● Record excerpts:
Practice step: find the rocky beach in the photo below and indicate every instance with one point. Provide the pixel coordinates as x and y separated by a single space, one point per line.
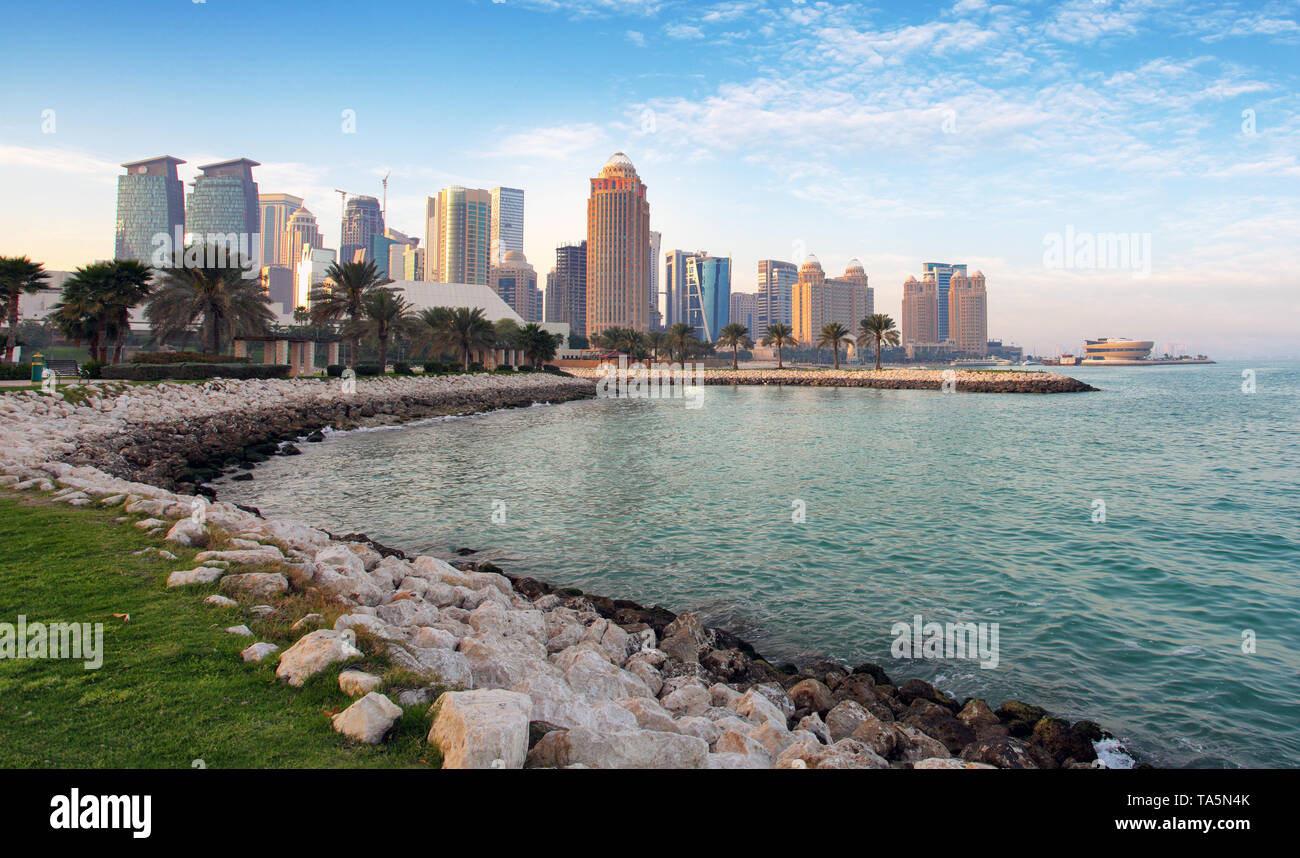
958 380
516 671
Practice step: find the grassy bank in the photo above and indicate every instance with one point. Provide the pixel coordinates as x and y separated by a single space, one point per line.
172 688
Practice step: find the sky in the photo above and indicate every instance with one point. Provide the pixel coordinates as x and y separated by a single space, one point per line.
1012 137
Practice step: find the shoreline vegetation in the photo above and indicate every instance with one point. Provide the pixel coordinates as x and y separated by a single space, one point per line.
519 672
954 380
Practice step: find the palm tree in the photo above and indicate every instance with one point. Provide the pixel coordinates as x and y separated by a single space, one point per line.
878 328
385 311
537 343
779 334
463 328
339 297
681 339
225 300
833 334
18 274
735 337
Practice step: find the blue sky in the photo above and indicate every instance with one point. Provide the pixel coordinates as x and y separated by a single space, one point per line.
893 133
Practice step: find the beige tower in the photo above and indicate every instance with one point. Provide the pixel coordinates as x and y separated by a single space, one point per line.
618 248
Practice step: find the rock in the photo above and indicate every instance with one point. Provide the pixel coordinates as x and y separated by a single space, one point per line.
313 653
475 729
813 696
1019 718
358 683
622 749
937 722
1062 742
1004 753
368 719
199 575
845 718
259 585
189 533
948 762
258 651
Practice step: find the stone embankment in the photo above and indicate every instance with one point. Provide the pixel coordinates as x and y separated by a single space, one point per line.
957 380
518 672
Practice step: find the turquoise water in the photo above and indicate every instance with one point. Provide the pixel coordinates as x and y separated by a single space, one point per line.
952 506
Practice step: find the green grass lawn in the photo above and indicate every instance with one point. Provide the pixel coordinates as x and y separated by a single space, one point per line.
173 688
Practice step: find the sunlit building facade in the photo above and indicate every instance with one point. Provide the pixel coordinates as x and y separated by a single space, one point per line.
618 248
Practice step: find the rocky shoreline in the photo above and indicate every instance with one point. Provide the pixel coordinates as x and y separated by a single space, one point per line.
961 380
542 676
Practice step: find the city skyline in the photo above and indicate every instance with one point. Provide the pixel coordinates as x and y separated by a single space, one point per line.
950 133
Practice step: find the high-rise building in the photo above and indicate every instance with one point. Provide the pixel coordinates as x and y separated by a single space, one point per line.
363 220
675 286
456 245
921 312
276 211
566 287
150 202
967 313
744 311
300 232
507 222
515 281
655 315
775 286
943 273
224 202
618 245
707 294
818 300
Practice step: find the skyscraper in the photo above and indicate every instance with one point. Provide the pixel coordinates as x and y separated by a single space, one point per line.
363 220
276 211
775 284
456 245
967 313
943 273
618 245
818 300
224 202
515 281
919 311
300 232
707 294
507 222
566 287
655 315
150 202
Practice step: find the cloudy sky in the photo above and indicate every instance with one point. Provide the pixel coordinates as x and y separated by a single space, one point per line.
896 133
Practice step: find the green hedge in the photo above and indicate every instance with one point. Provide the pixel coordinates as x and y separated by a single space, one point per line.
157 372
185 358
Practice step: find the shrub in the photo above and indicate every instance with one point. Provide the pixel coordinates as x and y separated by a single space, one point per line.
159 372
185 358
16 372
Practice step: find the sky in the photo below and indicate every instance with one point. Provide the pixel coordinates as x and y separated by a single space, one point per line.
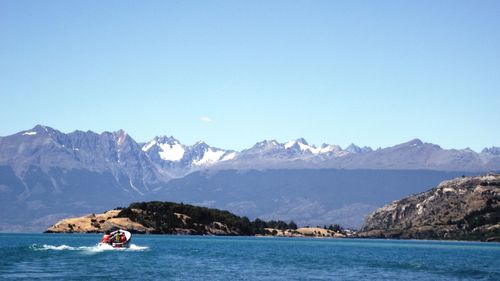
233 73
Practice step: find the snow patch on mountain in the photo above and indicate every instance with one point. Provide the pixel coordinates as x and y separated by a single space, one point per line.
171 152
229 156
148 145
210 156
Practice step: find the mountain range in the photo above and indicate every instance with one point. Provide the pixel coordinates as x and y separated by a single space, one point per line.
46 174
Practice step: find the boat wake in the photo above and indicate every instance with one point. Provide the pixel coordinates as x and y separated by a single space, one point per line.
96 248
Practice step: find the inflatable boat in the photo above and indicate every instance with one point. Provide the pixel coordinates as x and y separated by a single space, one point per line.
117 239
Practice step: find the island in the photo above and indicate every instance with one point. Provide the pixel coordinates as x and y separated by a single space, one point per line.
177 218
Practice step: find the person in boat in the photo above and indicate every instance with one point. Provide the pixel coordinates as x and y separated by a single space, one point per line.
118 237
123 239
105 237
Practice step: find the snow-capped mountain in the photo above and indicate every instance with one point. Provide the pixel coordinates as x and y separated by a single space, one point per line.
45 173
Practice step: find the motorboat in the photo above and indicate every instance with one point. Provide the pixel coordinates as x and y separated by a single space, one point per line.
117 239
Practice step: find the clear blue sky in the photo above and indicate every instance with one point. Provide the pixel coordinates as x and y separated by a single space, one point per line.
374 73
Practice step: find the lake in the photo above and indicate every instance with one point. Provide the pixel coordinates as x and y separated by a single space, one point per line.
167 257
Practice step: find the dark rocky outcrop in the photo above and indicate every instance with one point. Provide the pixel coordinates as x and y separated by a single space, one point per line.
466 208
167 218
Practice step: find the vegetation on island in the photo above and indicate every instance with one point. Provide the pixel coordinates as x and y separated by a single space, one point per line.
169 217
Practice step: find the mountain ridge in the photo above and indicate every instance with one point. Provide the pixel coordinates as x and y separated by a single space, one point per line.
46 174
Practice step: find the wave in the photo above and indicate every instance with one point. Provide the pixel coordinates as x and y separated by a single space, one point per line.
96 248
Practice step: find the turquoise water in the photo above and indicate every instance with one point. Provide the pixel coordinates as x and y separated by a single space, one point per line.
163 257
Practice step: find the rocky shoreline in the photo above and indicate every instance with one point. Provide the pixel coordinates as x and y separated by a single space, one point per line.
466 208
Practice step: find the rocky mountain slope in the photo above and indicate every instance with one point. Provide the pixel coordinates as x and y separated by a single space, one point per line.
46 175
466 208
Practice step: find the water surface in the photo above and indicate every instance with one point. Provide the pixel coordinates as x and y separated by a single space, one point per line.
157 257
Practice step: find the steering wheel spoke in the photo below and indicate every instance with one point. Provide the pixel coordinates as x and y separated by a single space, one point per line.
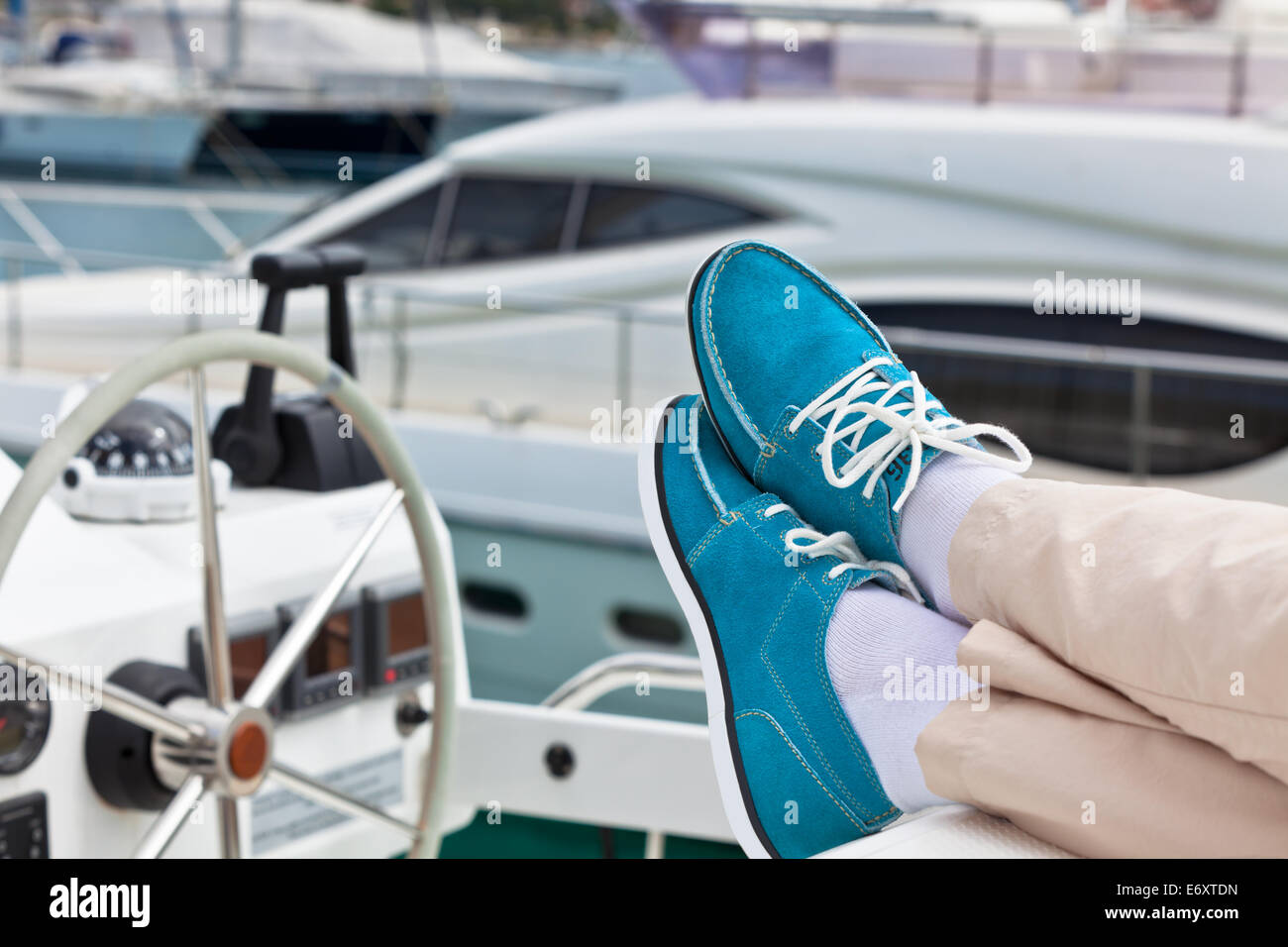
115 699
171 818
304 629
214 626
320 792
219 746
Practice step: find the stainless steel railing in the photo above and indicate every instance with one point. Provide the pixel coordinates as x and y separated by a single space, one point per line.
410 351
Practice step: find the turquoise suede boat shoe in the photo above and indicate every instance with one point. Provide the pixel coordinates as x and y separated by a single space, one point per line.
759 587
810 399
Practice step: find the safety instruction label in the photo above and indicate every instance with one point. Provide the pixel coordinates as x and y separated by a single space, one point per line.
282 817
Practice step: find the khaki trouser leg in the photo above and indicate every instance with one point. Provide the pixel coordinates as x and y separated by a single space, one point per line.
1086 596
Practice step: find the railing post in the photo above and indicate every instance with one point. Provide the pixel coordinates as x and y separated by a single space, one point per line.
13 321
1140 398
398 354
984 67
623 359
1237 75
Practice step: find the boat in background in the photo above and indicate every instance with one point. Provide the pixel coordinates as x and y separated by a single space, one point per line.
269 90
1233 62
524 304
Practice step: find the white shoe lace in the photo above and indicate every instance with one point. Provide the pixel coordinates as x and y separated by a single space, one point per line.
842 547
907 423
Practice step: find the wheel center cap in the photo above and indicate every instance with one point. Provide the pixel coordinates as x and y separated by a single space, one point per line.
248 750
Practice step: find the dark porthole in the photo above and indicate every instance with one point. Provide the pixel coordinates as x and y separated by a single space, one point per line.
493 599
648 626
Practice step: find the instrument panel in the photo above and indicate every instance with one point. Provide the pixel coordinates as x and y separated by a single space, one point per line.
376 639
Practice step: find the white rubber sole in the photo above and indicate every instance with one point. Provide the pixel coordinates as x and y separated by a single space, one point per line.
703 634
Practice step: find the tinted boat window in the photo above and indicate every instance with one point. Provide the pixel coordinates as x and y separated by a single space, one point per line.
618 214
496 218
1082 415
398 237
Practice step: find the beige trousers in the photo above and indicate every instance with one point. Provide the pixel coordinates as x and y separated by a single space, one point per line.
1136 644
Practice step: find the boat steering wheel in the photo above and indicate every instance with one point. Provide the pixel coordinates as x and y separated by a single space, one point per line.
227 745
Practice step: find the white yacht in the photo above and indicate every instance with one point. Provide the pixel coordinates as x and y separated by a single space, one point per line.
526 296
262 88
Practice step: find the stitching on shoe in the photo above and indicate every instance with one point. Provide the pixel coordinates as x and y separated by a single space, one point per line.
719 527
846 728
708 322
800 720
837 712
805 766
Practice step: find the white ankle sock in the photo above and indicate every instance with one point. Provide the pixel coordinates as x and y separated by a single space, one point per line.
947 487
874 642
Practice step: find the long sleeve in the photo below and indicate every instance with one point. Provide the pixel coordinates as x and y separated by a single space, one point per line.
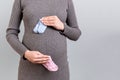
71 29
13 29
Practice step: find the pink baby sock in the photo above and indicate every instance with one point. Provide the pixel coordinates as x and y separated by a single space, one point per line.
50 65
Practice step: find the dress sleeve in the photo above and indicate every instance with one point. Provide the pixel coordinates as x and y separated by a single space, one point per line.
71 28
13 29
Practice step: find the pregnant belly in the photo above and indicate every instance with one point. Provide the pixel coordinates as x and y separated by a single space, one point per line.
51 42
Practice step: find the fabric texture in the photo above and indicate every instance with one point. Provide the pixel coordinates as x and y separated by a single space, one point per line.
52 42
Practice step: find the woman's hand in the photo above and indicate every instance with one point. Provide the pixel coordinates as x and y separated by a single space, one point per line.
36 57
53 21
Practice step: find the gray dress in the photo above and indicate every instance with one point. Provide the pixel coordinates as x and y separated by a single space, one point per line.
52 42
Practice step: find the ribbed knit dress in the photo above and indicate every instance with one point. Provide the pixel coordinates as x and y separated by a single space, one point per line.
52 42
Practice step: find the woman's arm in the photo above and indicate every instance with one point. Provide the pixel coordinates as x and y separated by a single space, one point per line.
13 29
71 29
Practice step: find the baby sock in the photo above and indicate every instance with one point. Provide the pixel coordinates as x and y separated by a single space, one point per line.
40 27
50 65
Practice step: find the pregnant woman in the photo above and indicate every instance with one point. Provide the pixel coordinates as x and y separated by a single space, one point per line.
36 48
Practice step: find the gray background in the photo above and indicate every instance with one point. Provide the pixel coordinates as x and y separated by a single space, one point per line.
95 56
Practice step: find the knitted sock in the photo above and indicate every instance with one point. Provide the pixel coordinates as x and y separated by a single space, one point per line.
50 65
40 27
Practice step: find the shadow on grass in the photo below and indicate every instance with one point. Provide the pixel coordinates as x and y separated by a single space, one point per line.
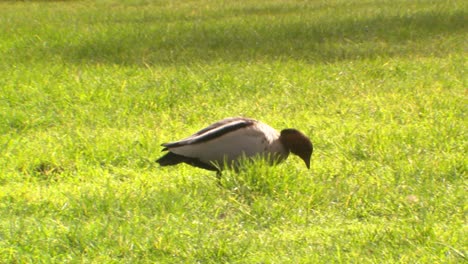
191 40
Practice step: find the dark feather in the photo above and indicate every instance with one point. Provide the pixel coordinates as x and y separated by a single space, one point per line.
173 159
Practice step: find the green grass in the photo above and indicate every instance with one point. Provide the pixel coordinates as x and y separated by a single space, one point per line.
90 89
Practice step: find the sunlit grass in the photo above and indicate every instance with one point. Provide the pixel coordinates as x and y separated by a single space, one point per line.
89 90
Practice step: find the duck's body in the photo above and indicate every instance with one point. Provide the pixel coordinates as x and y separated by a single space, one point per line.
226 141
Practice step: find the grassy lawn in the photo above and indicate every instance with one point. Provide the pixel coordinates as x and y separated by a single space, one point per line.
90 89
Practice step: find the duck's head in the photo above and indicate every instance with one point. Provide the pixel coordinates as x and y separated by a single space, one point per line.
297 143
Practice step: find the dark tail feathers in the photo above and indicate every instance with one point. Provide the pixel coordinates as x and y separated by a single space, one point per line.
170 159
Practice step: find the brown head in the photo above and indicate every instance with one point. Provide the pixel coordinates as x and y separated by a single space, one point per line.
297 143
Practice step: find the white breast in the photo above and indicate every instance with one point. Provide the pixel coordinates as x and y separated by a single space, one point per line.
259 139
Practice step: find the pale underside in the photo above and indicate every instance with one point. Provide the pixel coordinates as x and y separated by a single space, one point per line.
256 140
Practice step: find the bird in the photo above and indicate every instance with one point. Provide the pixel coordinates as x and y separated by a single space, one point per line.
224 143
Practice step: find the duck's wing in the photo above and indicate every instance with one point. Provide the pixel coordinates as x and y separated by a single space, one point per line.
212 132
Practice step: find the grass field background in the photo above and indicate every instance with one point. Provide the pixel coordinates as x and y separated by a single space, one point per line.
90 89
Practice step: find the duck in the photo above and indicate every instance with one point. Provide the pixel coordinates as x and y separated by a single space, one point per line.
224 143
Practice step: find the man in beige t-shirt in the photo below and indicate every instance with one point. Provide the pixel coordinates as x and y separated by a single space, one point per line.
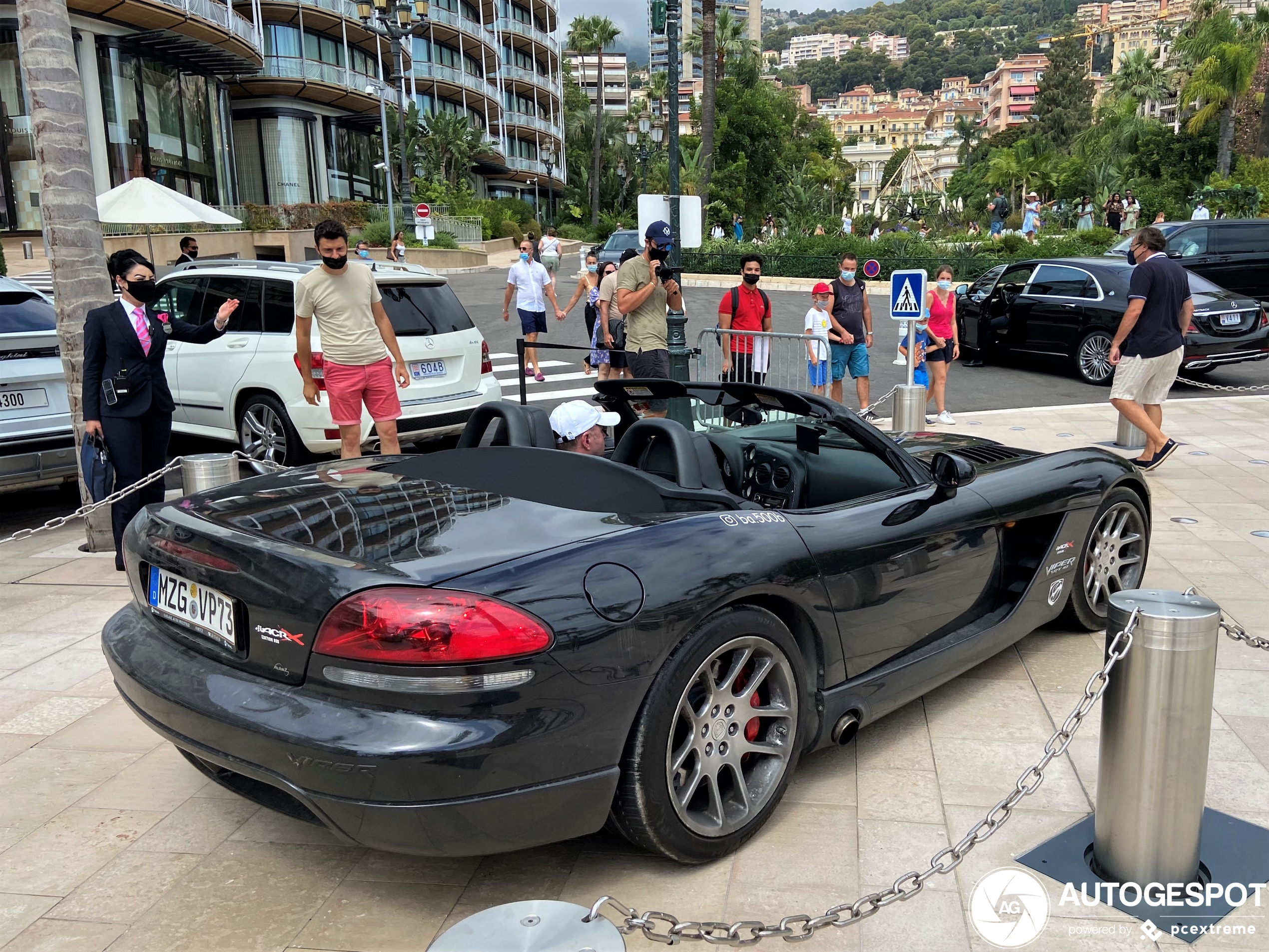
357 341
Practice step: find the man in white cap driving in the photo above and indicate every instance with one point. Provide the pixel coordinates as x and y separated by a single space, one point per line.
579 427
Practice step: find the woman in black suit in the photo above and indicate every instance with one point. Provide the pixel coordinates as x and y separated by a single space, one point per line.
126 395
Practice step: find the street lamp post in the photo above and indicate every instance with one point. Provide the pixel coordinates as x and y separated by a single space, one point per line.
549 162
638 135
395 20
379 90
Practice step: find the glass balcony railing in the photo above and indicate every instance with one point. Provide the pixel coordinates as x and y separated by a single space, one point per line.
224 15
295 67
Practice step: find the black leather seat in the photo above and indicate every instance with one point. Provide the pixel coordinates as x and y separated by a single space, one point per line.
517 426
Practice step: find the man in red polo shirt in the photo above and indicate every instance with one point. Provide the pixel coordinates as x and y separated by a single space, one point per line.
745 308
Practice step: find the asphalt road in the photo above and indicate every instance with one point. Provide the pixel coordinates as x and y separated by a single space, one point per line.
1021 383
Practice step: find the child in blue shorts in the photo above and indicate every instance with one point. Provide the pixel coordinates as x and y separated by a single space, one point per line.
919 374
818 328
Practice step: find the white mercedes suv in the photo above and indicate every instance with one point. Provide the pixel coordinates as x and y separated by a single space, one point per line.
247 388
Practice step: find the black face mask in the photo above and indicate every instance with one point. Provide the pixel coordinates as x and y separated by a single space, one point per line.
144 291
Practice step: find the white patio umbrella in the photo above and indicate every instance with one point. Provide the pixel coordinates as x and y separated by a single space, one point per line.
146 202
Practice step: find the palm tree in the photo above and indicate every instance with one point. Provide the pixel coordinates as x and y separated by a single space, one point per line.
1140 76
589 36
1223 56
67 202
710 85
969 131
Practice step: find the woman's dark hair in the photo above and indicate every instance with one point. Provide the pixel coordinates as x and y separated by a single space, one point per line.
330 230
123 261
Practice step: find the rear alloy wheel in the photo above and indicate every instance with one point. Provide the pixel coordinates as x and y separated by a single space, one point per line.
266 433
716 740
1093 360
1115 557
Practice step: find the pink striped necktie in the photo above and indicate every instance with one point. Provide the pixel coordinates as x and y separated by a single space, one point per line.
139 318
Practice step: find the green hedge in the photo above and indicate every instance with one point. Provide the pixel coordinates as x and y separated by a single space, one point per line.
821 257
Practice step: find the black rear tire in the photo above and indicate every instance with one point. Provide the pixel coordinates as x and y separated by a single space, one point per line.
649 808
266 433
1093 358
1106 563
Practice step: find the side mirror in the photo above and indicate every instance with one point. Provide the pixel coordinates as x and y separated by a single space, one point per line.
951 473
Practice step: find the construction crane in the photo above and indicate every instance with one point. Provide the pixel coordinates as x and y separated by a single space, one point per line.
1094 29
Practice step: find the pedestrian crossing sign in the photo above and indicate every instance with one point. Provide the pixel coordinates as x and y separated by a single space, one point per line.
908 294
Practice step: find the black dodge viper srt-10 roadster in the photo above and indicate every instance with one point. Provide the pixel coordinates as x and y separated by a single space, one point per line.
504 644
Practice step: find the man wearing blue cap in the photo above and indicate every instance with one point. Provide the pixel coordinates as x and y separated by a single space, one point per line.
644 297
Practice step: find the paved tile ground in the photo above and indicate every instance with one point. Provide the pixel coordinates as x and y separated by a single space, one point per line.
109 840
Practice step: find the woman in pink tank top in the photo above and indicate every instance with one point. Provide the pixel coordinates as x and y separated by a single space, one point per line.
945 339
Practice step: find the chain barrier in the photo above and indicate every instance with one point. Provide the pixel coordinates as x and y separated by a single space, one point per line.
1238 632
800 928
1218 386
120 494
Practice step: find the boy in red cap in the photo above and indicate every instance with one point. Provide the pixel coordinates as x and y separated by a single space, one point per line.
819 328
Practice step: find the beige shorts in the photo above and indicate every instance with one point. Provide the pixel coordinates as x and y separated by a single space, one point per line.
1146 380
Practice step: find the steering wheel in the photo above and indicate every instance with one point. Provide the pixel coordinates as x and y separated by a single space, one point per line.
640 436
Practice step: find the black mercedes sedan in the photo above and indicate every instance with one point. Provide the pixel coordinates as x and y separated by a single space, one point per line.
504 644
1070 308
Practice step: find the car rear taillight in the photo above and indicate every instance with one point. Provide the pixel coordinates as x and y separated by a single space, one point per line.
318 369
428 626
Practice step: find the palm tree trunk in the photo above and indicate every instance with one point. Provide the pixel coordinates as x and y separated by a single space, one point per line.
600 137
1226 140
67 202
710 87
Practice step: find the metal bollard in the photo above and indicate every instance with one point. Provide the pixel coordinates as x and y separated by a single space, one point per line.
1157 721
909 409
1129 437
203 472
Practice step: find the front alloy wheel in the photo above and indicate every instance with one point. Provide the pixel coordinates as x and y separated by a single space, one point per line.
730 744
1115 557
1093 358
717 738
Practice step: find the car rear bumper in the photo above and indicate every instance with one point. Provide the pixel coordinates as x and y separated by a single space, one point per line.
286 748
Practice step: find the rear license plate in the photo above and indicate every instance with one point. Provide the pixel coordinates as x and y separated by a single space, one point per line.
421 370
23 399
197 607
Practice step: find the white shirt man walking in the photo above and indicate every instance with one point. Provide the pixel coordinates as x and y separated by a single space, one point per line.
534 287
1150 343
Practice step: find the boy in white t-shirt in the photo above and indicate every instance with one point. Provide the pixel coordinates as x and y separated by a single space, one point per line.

● What is being asked: Find the line that contains "Practice step: find the front" in the listing above. Retype it and every line after it up to the last, exactly, and nothing else.

● The output:
Practice step: find the front alloy wheel in the photo above and indicate every instance with one point. Provide the pixel coordinates as x and y separated by a single space, one point per line.
730 744
1115 557
1093 358
717 738
Practice step: find the car rear bumper in the photo above and indicate every instance with one point. Provide the pixel coordinates as x and y separated by a single space, one point per line.
286 748
Practice step: find the rear license plate in the photo above and indicate every instance with one point. Provide the pixel coordinates as x and y separated by a single space, one point per line.
421 370
23 399
197 607
Practice step: find the white shirt man walking in the photo above and indicate every instance with one point. Provide the pixel coordinates as x and y separated by a single space, one point per line.
534 287
1150 343
Practice step: find the boy in white t-shirt in the photo above and indicate every instance with one point. Provide the pixel coordinates as x and y separated by a single space, one point per line.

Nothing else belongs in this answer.